§ What needs to be done:
Retype every line of the records that follow, without changing anything.

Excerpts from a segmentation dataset
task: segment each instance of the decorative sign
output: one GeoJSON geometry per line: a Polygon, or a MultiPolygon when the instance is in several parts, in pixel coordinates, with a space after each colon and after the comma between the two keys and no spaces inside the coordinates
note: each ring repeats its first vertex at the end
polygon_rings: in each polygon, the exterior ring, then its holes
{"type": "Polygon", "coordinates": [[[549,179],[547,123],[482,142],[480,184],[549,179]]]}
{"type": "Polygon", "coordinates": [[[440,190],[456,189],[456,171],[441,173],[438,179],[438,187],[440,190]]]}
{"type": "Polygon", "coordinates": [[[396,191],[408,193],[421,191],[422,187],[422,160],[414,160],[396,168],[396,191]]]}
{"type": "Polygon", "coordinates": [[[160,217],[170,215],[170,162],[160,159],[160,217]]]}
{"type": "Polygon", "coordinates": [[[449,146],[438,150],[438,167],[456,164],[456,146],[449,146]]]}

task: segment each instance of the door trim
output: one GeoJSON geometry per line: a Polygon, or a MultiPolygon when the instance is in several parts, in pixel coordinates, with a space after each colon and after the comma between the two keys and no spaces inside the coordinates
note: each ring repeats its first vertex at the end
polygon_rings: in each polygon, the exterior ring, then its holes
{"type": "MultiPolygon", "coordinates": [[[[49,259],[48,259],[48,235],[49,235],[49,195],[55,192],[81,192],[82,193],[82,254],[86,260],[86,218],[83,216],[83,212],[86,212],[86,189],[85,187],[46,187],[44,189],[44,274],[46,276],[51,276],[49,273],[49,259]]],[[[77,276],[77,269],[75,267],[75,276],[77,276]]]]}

§ Exercise answer:
task: segment each instance of the decorative sign
output: one GeoJSON geometry per line: a Polygon, or a MultiPolygon when the instance is in several parts, in pixel coordinates, with a space after each colon and after the comma between the two keys and no spaces inside the coordinates
note: each ring repeats its first vertex at the end
polygon_rings: in each polygon, the exterior ring, then its holes
{"type": "Polygon", "coordinates": [[[549,179],[547,123],[482,142],[480,184],[549,179]]]}
{"type": "Polygon", "coordinates": [[[440,190],[456,189],[456,171],[441,173],[438,179],[438,187],[440,190]]]}
{"type": "Polygon", "coordinates": [[[396,191],[408,193],[421,191],[422,187],[422,160],[414,160],[396,168],[396,191]]]}
{"type": "Polygon", "coordinates": [[[160,217],[170,215],[170,162],[160,159],[160,217]]]}
{"type": "Polygon", "coordinates": [[[449,146],[438,150],[438,167],[456,164],[456,146],[449,146]]]}

task: segment each instance of the door trim
output: one GeoJSON geometry per line: a Polygon, or a MultiPolygon when the instance is in several parts, in pixel coordinates, with a space after each colon and after the comma between the two keys and no spaces inside the coordinates
note: each ring repeats its first vertex at the end
polygon_rings: in each polygon, the exterior ring, then its holes
{"type": "MultiPolygon", "coordinates": [[[[49,259],[48,259],[48,235],[49,235],[49,195],[55,192],[81,192],[82,193],[82,254],[86,260],[86,218],[83,216],[83,212],[86,212],[86,189],[85,187],[46,187],[44,189],[44,274],[46,276],[51,276],[49,273],[49,259]]],[[[77,276],[77,269],[75,267],[75,276],[77,276]]]]}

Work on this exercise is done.